● **Excerpted records**:
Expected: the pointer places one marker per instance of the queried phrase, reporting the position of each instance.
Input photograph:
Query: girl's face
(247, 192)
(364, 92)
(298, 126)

● **Given problem**: Copy out the entire listing above, line for line, without altering a single character.

● **Reply to the task**:
Expected: the pointer places one marker per instance of the queried phrase, reporting the position of each instance.
Input photograph:
Query: girl's face
(247, 192)
(364, 92)
(298, 126)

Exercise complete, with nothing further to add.